**Problem:** Return each line in the rows below that contains the word "concrete".

Extracted data entries:
(begin)

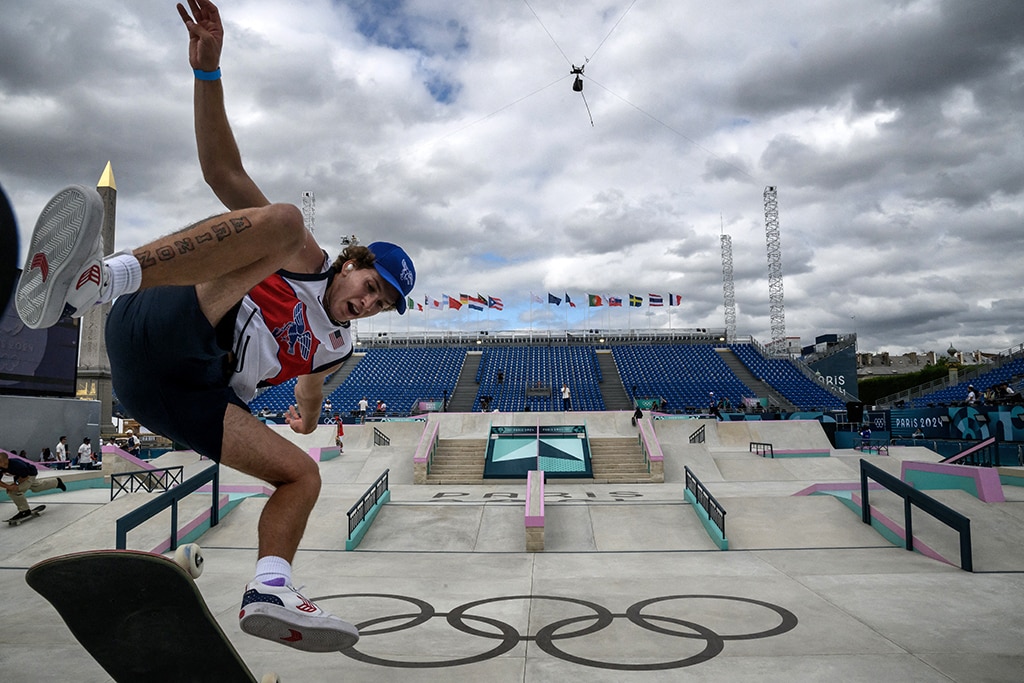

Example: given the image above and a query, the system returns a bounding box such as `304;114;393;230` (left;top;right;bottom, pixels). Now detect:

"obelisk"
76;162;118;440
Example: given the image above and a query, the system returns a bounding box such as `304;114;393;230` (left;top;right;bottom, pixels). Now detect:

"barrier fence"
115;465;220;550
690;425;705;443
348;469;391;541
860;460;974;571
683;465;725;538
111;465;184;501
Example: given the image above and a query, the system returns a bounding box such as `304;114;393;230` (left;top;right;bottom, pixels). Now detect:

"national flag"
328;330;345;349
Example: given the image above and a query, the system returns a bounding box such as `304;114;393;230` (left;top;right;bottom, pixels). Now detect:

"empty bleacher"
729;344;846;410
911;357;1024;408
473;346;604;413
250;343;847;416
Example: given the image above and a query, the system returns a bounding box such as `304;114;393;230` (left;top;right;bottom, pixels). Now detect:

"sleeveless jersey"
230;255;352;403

(end)
(begin)

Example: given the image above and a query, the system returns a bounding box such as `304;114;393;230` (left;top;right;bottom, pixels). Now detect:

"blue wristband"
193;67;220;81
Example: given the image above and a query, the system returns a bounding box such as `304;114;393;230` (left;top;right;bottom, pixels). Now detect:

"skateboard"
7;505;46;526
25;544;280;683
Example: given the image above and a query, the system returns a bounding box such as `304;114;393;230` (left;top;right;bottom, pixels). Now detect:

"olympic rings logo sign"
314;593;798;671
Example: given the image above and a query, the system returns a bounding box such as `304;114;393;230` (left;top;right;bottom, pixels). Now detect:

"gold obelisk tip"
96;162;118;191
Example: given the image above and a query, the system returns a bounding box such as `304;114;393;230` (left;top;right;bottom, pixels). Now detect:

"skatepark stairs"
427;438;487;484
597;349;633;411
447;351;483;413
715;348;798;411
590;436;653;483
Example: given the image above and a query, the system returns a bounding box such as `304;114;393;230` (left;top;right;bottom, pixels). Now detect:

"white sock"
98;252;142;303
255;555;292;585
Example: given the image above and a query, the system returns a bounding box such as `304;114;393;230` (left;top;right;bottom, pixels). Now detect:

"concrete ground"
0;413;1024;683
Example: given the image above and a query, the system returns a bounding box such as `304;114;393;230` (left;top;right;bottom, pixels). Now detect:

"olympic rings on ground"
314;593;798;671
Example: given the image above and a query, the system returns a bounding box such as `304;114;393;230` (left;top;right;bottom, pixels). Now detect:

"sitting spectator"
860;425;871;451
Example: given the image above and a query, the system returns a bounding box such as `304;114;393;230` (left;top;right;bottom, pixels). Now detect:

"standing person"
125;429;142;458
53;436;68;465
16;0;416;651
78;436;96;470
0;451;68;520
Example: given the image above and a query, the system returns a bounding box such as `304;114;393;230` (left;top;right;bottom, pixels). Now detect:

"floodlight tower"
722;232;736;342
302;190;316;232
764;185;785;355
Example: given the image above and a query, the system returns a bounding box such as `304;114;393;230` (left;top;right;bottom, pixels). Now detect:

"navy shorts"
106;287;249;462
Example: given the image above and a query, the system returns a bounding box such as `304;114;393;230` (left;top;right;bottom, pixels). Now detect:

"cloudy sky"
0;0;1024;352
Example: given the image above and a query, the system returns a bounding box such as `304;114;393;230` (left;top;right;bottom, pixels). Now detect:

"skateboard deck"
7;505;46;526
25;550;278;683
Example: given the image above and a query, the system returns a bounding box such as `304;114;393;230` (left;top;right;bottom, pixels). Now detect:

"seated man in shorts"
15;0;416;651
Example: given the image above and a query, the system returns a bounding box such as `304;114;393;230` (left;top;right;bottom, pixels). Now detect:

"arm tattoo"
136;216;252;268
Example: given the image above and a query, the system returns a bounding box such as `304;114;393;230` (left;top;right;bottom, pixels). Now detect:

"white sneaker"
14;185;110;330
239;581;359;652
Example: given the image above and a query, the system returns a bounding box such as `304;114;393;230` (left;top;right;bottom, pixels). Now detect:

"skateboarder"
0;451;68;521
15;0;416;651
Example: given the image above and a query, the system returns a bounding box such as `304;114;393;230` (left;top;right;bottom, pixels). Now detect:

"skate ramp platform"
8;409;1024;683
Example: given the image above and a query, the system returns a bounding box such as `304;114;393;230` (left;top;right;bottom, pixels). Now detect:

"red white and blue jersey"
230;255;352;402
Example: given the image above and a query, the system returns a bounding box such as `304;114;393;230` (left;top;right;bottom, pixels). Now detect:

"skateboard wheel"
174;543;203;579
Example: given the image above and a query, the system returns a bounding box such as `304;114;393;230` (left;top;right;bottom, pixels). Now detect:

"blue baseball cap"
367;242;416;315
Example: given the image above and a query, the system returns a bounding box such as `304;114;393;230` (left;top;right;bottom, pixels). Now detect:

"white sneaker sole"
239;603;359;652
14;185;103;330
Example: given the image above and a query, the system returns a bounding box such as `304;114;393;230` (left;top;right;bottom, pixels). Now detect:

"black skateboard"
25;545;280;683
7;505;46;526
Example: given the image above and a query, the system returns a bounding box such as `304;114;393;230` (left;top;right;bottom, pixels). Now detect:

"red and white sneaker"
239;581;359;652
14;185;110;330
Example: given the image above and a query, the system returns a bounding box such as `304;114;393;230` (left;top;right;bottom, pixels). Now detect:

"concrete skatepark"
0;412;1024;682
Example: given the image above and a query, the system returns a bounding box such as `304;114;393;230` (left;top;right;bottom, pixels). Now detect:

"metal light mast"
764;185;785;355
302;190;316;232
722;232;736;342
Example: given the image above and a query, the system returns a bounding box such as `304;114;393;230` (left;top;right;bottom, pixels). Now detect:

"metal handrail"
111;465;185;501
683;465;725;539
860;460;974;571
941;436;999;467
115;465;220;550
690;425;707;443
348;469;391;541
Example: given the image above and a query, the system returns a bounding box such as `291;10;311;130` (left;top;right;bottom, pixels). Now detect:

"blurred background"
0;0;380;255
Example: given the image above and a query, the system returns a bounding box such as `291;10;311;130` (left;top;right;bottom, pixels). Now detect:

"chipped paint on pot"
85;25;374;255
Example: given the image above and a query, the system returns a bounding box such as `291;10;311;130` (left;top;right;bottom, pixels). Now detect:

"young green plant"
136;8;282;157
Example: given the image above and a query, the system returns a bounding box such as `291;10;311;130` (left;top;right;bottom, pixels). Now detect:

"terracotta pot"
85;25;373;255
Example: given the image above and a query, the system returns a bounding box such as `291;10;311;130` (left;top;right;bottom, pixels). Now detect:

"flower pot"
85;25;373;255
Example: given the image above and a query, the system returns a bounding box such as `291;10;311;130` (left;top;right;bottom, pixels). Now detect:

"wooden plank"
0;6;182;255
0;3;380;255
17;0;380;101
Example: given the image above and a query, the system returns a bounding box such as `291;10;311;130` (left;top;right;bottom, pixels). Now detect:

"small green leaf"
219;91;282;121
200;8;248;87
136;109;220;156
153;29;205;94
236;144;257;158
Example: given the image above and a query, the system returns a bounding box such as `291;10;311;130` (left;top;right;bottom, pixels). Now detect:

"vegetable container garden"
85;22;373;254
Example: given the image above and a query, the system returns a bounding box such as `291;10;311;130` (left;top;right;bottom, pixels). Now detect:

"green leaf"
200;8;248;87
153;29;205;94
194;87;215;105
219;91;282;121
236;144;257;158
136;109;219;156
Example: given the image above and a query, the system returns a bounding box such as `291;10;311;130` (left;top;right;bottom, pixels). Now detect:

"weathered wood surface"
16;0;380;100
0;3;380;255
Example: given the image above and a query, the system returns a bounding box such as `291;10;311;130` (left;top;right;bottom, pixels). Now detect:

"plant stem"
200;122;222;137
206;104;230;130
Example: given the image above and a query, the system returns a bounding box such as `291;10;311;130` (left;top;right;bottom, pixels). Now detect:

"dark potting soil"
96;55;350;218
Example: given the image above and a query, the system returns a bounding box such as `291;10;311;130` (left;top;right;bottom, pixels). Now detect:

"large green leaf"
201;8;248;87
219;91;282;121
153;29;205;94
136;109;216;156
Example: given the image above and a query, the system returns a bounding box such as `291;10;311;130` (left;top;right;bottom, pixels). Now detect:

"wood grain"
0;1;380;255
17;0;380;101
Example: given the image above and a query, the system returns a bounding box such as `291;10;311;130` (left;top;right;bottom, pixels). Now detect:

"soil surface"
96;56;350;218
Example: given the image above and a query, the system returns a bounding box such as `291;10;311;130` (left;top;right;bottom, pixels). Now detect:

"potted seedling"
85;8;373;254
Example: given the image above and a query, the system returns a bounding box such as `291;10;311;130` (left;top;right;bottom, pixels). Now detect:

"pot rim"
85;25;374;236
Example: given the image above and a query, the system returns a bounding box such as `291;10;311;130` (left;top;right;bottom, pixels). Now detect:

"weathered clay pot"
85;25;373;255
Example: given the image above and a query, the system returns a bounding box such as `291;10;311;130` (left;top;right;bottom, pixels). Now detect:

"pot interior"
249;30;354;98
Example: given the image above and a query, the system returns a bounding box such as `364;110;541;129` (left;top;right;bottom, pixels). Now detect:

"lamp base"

(end)

**Exercise solution:**
"concrete ground"
"concrete skatepark"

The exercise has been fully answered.